What differentiates the Games 2022 from those in 2008 in light of the changing world order and recent developments in international relations? How effective are diplomatic boycotts and how are they perceived by Chinese people? What impact do the physical entry restrictions have on an event of this national and international importance?

Panelists
Heidi Østbø Haugen is Professor of China Studies at the University of Oslo and holds a PhD in Human Geography. Her research on China’s bid for the 2008 Olympic Games is published in the anthology Owning the Olympics: Narratives of the new China (University of Michigan Press). Her other research interests include informal trade and migration between China and West Africa and regional development in South China.

Øystein Tunsjø is Professor and Head of the Security in Asia Program at the Norwegian Institute for Defence Studies at the Norwegian Defence University College. Tunsjø is author of The Return of Bipolarity in World Politics: China, the United States and Geostructural Realism, (Columbia University Press, 2018); Security and Profits in China’s Energy Policy: Hedging Against Risk (Columbia University Press, 2013) and US Taiwan Policy: Constructing the Triangle (London: Routledge, 2008).

- Written exercise 1: Rewrite the listing from the line with "the ambulance wheel" up to and including its final line, replacing "Target" with "Object" and leaving everything else unchanged.
The text and the listing have nothing to do with each other.

Pointing and labeling entries:
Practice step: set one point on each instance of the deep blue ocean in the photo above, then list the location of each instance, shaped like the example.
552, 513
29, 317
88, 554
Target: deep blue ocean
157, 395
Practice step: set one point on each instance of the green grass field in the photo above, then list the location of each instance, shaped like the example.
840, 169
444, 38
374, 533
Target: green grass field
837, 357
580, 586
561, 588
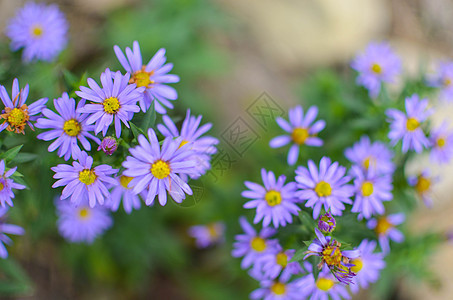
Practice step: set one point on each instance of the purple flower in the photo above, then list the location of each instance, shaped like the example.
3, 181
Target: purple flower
153, 76
384, 227
300, 131
376, 65
407, 126
368, 155
367, 266
7, 229
109, 145
441, 140
7, 185
82, 223
191, 133
117, 100
83, 180
326, 186
274, 202
371, 190
252, 245
16, 113
67, 128
322, 288
157, 169
208, 235
40, 29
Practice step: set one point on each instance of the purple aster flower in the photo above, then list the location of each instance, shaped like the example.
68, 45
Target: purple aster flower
407, 126
191, 133
371, 190
158, 169
109, 145
40, 29
274, 202
326, 186
208, 235
7, 185
331, 255
80, 223
300, 131
367, 266
7, 229
153, 76
371, 155
277, 290
322, 288
441, 140
384, 227
83, 180
67, 127
326, 223
16, 113
117, 100
252, 245
376, 65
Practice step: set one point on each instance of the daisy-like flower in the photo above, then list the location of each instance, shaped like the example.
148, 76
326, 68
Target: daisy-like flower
7, 185
376, 65
370, 191
67, 128
202, 146
153, 76
367, 266
277, 290
208, 235
252, 245
326, 186
82, 180
275, 202
158, 170
423, 183
407, 126
116, 100
82, 223
442, 144
300, 131
7, 229
122, 191
368, 155
384, 227
17, 114
322, 288
40, 29
331, 256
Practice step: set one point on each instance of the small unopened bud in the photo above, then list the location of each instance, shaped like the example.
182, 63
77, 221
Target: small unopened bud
108, 145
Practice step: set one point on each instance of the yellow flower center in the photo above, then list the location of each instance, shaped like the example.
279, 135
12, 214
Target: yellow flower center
273, 198
299, 135
125, 180
282, 259
367, 189
383, 226
423, 184
278, 288
412, 124
258, 244
71, 127
358, 265
323, 189
160, 169
376, 68
111, 105
324, 284
87, 176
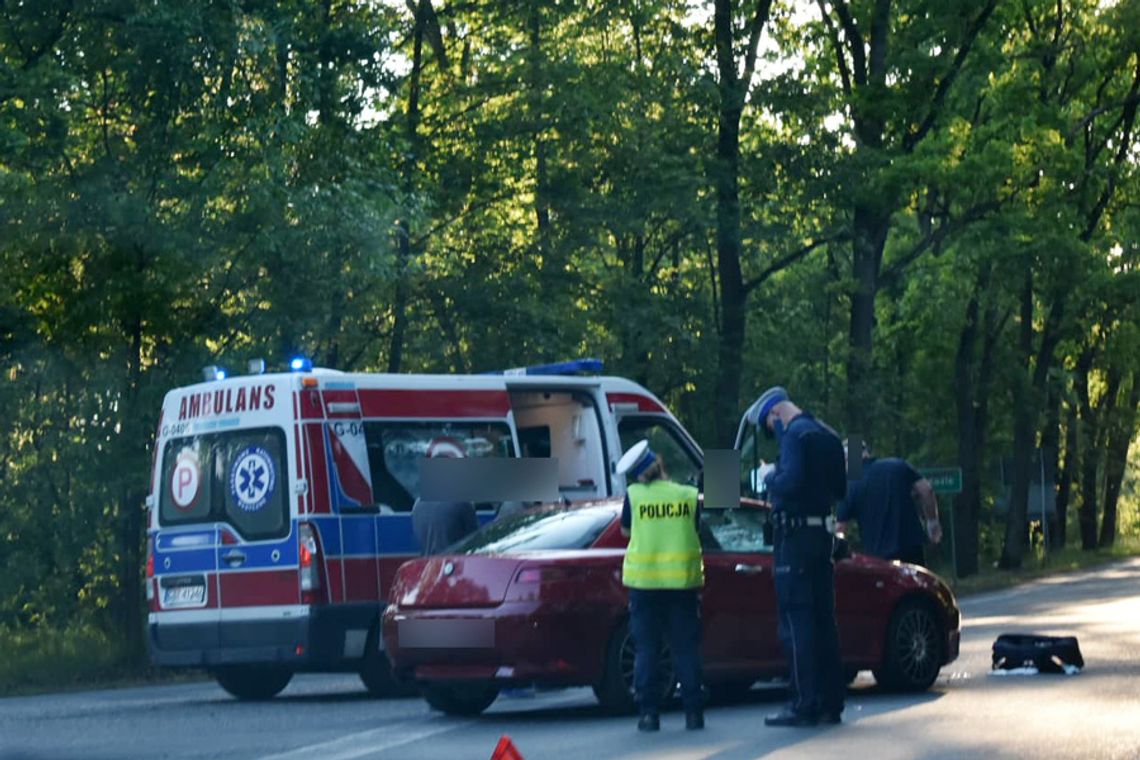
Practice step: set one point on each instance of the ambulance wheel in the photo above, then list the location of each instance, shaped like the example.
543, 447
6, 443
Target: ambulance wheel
253, 681
458, 699
616, 689
912, 654
376, 672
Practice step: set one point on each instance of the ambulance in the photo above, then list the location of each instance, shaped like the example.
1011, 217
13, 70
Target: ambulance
279, 507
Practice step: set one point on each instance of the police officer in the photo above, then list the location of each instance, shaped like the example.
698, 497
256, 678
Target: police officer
665, 572
809, 476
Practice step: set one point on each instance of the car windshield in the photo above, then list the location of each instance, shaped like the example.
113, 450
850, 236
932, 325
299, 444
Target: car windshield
562, 529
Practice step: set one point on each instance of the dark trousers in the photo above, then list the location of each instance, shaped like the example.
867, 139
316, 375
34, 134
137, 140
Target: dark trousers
806, 602
673, 615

- Written exercise 2: Continue the panel description about the 2022 Games from where it stops.

- Task response 1:
Practice step: set one point on each instance of the ambulance wheel in the photo above, then list the location of each instance, shaped like the example.
543, 447
6, 443
Object: ambulance wheel
253, 681
458, 699
616, 689
912, 654
376, 672
Practice step: set one point on each instance of the ambulance in the photo above, then list the location of each instance, shaped like the example.
1011, 217
13, 70
Object: ambulance
279, 507
Practice step: set one point on each instance of the police officer in the photo above, then list the location of each instance, shaped like the example.
698, 497
256, 678
Object: police officer
665, 572
809, 476
Practice step: set one point on each instance of the car windshield in the photo above, then list the location of each instance, shaped like the example.
113, 450
850, 236
932, 325
299, 444
Object: car windshield
562, 529
Practice step: set one point on each instance of the dark trousers in the photo above, then list the location of each instance, shaped like the example.
867, 139
316, 375
34, 134
137, 140
Object: dark trousers
806, 602
673, 615

- Task response 2:
Kjersti Strømmen is Asia-correspondent for the Norwegian Broadcasting Corporation (NRK), based in China. She has an MA in social anthropology from the University of Bergen and an MA in journalism from Graduate school of journalism, University of Western Ontario. She won «news-video of the year» 2020, from Pressefotografenes klubb, Oslo.

Julia Christine Marinaccio is a postdoc fellow at the Department of Foreign Languages at the University of Bergen, where she researches Chinese domestic policies and China-Taiwan relations.